- **Required work**:
Copy every one of the lines below word for word, changing nothing.
# Start of Exercise material
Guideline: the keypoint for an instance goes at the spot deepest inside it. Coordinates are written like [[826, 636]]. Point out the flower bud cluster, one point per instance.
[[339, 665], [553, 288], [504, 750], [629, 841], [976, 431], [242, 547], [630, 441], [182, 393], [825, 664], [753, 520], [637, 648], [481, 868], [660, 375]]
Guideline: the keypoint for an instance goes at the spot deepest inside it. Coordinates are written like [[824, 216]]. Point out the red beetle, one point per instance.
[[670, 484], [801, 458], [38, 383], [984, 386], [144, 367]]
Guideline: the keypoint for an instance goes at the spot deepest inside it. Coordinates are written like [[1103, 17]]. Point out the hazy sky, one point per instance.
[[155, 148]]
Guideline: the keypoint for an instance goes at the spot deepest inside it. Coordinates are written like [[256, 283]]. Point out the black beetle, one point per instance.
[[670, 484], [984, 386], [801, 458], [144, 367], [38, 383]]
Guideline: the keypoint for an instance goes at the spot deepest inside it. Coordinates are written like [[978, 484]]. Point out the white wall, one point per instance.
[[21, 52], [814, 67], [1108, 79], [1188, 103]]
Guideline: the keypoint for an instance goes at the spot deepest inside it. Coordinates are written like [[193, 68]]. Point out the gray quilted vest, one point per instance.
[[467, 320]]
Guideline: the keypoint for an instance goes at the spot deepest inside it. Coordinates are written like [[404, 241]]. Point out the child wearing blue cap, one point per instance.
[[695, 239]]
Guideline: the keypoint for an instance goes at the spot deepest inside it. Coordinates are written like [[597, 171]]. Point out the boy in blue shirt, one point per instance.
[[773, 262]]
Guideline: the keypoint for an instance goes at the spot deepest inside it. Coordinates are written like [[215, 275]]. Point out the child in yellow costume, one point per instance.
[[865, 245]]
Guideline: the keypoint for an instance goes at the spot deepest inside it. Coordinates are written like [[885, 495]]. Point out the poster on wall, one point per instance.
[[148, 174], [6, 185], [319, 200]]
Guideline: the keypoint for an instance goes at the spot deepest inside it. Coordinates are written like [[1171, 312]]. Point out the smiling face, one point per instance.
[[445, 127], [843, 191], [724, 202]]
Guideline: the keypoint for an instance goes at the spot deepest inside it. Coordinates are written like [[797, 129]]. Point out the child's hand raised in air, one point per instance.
# End of Exercise material
- **Answer to this exercise**:
Guideline: the keypoint for an instance goes at the spot deepest inside it. Coordinates are written like [[826, 636]]. Point out the flower bud cluster, one point per instance.
[[339, 665], [553, 288], [504, 750], [629, 841], [976, 431], [242, 547], [630, 441], [182, 393], [825, 664], [753, 520], [637, 648], [481, 868], [660, 375]]
Guideline: the keypoint for an instance goes at the spot deepest inside it. Coordinates are written like [[824, 216]]. Point out the red beetle, one point per instance.
[[670, 484], [801, 458], [38, 383], [984, 386], [144, 367]]
Guideline: the keypoint for an instance goes at the spot deepest inside it. Coordinates are written like [[1103, 17]]. Point out the hazy sky, one point per instance.
[[155, 148]]
Guideline: the keypoint for an instance goes at the spot deepest inside it. Coordinates are written like [[256, 283]]. Point out the black beetle, one point per instance.
[[670, 484], [984, 386], [801, 458], [144, 367], [38, 383]]
Guideline: the keypoint for an instance goes at the spot deepest inside it. Coordinates are written like [[978, 484]]. Point out the white wall, one point per instance.
[[21, 52], [814, 67], [1108, 79], [1188, 103]]
Guideline: the keypoint for an instance goes at the spot deepest inside it. Coordinates are written like [[193, 68]]. Point out the gray quilted vest, one point per instance.
[[467, 320]]
Guideline: the keypoint for an instance goes at the spot deepest inside it. Coordinates are written like [[404, 241]]. Point out the child wearing blue cap, one point per instance.
[[695, 239]]
Guideline: the keypoint for an instance goes at the spot deepest inside it. Coordinates are written like [[597, 171]]. Point out the boy in blue shirt, one point per instance.
[[773, 262]]
Guideline: the keypoint for an instance goes at the spot deepest inside it. Coordinates are written like [[215, 275]]. Point out the child in yellow costume, one point per instance.
[[865, 245]]
Guideline: the keypoint for an instance goes at the spot deepest inside it. Coordinates are written like [[885, 495]]. Point out the poster on wall, one point per instance.
[[148, 174], [6, 185], [319, 200]]
Guideline: the keypoint for an instance goes at the spot deepest inside it. Coordinates are written like [[1171, 312]]. Point out the smiling face, one point per instance.
[[445, 127], [843, 191], [724, 202]]
Guideline: the keypoint for an instance goes at the spot deepest inside it. Coordinates are written like [[797, 129]]. Point out the child's hand raised in air, one point per instance.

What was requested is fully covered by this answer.